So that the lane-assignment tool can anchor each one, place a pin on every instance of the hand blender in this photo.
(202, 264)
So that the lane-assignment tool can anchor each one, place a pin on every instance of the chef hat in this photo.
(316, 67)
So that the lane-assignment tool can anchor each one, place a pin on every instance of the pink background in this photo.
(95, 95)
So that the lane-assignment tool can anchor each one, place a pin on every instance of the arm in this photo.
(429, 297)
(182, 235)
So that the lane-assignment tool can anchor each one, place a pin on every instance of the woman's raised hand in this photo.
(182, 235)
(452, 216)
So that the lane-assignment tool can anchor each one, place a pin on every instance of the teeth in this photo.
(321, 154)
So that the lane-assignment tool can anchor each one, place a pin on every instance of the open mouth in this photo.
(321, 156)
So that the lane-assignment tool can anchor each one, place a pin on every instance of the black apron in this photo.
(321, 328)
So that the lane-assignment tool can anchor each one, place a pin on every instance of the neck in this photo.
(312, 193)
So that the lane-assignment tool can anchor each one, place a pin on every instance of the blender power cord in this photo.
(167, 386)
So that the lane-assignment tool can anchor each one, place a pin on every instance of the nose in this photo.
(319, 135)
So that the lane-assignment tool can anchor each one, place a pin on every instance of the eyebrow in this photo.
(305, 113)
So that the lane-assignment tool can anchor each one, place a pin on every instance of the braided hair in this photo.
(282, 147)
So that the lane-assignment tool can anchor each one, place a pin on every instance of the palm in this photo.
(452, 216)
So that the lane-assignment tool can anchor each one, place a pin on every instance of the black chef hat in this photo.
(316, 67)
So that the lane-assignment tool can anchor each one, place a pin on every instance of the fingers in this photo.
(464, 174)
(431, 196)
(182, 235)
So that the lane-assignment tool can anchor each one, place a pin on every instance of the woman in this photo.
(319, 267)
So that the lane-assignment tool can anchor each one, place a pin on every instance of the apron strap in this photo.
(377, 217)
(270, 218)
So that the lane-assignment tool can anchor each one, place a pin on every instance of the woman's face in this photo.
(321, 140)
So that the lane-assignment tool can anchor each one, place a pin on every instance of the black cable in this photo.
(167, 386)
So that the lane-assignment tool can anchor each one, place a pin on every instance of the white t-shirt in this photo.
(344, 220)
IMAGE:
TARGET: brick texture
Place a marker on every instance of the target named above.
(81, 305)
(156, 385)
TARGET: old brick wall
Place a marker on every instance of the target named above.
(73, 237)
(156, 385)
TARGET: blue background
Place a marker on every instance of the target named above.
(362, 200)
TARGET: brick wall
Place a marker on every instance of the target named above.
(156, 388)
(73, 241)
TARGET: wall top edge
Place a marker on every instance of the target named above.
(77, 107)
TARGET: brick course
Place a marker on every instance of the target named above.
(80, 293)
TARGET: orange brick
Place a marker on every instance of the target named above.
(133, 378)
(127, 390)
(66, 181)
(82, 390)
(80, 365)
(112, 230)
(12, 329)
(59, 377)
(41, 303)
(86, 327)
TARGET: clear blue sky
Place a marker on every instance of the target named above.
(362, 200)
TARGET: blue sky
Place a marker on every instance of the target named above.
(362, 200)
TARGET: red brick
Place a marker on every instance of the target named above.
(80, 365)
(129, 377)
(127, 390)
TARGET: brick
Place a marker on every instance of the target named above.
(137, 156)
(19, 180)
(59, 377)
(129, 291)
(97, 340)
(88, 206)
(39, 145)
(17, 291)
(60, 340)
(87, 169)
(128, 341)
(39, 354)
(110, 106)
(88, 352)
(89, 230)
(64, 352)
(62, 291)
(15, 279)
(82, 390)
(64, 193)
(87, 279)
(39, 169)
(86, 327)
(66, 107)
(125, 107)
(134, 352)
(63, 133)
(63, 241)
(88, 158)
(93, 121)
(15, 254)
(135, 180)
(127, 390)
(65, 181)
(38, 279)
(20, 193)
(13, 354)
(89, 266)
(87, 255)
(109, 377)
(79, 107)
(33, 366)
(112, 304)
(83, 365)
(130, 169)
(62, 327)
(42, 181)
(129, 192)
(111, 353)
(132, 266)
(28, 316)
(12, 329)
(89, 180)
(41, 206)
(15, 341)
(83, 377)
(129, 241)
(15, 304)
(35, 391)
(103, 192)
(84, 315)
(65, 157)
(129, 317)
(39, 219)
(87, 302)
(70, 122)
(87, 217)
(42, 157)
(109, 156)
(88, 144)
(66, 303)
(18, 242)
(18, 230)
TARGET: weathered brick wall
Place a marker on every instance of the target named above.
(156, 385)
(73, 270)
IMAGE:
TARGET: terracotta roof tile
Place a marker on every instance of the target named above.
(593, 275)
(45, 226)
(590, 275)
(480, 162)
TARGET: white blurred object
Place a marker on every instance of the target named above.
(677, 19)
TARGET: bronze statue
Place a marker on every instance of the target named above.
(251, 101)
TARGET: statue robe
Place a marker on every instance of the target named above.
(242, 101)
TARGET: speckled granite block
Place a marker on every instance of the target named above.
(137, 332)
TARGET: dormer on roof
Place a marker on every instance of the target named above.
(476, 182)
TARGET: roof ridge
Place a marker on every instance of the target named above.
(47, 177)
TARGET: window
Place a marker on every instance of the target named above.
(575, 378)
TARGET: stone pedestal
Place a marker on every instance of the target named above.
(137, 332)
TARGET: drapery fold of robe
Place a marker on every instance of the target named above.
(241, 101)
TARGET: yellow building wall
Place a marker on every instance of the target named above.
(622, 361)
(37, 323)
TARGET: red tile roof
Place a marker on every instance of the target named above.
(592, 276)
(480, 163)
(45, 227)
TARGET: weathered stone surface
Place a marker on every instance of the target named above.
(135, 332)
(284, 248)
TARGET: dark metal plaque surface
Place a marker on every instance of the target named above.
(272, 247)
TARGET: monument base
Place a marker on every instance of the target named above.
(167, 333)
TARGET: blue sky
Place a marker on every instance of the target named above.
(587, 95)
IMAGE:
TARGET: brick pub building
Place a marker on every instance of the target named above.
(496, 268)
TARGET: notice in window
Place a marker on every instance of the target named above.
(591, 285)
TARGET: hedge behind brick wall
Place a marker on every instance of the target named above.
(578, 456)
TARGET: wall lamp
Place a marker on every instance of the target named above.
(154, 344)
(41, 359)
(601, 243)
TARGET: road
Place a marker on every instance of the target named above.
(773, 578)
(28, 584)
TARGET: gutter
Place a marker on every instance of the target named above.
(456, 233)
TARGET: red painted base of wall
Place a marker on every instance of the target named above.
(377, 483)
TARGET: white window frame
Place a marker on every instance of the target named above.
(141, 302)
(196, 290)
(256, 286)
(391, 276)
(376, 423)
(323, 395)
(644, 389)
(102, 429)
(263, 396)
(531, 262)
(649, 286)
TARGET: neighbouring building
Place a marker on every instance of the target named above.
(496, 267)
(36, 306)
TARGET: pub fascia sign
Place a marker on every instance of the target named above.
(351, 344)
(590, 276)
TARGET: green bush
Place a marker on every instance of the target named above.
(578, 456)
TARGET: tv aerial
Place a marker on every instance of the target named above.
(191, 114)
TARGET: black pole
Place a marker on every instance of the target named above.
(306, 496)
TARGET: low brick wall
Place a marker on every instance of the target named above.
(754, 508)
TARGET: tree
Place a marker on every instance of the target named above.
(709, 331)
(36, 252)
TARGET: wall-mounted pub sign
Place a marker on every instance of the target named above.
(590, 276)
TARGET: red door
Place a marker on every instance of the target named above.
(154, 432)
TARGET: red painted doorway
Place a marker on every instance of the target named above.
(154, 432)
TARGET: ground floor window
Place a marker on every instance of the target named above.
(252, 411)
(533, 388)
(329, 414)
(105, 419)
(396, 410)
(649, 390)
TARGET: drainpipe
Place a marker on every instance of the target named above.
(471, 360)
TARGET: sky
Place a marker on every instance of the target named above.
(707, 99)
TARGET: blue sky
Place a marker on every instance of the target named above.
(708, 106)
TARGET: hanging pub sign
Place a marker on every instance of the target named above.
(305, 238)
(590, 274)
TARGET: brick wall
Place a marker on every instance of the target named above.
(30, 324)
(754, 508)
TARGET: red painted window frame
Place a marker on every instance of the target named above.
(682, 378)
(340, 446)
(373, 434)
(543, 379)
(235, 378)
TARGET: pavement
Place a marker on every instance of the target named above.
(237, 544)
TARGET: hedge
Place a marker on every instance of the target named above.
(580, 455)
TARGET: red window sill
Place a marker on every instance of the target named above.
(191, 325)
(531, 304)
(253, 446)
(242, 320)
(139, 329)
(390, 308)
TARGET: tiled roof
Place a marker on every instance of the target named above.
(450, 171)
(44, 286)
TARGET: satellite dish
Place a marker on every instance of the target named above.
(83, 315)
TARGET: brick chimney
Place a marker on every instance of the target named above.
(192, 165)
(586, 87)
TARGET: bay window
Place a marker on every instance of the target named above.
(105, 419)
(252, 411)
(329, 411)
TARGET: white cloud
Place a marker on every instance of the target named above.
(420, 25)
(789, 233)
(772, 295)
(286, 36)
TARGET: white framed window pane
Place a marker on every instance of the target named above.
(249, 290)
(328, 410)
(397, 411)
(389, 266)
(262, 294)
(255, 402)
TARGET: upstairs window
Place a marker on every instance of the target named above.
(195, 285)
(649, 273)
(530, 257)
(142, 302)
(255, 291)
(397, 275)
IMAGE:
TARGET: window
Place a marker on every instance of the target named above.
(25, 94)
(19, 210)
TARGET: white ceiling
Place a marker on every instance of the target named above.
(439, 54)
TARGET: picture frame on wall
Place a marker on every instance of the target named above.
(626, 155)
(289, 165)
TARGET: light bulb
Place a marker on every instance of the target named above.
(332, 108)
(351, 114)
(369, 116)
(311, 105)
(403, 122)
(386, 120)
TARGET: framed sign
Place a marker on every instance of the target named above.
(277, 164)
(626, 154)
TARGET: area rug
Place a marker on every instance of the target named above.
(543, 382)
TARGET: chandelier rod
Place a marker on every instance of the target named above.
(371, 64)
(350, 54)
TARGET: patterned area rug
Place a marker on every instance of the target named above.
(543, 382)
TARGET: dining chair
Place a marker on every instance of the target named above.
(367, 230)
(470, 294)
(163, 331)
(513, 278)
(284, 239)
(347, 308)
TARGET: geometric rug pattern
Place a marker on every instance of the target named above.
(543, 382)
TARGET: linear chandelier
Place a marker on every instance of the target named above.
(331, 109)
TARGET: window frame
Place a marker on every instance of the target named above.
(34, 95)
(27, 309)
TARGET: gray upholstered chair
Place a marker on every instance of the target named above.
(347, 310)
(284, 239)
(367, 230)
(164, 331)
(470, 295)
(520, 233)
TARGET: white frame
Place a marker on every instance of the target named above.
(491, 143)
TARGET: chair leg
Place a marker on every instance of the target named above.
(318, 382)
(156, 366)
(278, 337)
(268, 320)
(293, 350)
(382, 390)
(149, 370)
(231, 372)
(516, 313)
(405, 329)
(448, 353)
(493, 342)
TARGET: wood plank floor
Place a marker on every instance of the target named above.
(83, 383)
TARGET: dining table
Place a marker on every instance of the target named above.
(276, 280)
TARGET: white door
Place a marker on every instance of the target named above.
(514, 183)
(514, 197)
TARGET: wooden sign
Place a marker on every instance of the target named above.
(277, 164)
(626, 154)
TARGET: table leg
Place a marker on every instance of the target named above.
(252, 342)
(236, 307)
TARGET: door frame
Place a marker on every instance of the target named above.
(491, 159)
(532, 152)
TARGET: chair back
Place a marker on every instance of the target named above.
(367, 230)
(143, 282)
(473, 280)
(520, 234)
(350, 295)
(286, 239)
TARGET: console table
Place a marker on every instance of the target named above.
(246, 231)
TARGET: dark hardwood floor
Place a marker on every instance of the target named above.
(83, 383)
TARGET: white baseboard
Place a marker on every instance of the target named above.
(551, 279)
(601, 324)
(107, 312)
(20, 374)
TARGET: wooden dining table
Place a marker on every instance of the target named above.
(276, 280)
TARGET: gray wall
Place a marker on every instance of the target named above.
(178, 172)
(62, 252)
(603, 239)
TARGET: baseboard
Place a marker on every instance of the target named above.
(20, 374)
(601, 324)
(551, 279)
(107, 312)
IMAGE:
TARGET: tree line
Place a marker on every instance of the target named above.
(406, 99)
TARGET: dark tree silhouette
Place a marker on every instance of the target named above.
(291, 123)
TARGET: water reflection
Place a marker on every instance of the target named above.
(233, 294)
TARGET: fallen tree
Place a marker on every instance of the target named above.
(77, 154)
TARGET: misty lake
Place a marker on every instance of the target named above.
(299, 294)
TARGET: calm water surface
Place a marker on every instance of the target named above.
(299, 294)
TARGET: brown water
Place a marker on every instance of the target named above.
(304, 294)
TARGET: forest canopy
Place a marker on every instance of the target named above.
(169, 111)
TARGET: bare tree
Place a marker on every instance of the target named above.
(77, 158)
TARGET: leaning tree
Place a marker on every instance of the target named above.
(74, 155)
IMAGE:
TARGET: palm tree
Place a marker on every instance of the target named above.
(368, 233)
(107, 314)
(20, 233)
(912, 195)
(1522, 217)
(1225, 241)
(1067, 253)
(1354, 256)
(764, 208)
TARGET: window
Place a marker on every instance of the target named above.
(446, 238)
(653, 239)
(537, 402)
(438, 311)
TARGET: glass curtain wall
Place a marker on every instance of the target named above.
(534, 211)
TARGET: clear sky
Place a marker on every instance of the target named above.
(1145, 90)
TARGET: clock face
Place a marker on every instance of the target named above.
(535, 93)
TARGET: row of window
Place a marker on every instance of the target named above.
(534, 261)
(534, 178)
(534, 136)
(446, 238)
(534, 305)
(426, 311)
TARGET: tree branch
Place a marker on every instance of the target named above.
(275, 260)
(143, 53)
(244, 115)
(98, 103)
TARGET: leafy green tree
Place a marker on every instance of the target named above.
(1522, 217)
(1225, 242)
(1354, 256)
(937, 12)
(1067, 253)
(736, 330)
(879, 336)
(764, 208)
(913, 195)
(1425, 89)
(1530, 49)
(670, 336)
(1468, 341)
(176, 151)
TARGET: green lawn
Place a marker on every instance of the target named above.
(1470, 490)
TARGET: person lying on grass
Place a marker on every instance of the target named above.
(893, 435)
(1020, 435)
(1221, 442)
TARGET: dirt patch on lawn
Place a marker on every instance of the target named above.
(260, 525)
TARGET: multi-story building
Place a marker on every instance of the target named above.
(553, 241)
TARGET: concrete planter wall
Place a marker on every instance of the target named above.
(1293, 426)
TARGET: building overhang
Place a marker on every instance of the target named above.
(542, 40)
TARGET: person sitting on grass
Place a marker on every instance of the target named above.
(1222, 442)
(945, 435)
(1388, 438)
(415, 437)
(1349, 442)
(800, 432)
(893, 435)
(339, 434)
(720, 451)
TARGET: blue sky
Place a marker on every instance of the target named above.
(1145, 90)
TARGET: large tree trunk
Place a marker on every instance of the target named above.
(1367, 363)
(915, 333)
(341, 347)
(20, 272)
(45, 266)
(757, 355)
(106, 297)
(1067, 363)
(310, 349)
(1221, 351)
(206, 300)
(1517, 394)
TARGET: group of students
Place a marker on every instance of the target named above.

+--

→ Aim: Produce an exact repeat of the lines from the one containing "TARGET: building overhang" through the last line of the data, and nothing more.

→ Response for this exercise:
TARGET: building overhang
Place a marker on every instance of the target named above.
(542, 40)
TARGET: person sitting on grass
Place a marker on every instance of the target named above.
(1222, 442)
(945, 435)
(1388, 438)
(415, 437)
(1349, 442)
(800, 432)
(893, 435)
(339, 434)
(720, 451)
TARGET: blue sky
Place a marker on every instance of the target named above.
(1145, 90)
TARGET: large tree trunk
Place a marker on every instance of the target named above.
(1367, 363)
(915, 333)
(341, 347)
(20, 272)
(45, 266)
(757, 355)
(106, 297)
(1067, 363)
(310, 349)
(1221, 351)
(206, 300)
(1517, 394)
TARGET: group of students
Place a marker on every instance of the target named above.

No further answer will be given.